— Start Material for this task —
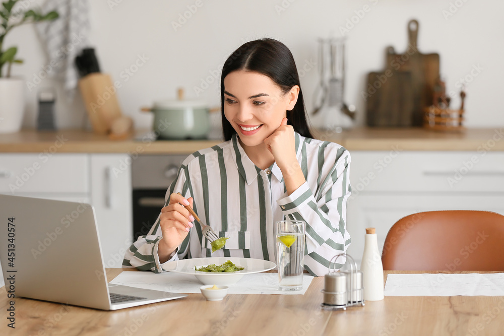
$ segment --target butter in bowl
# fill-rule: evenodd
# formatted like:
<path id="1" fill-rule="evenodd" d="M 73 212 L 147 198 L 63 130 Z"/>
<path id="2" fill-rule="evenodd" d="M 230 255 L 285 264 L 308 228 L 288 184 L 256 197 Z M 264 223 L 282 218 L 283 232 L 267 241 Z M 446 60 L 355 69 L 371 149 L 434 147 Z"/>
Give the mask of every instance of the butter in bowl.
— End Material for this task —
- [What the task requires]: Output every line of the data above without any changes, and leave the pictures out.

- [Response below]:
$ segment --target butter in bowl
# fill-rule: evenodd
# formatted like:
<path id="1" fill-rule="evenodd" d="M 73 212 L 147 198 L 63 130 Z"/>
<path id="2" fill-rule="evenodd" d="M 230 255 L 285 264 L 308 228 L 288 184 L 256 197 Z M 264 223 L 282 218 L 283 232 L 267 241 Z M 446 60 L 355 69 L 371 149 L 434 147 Z"/>
Give the mask of every instance of the butter in bowl.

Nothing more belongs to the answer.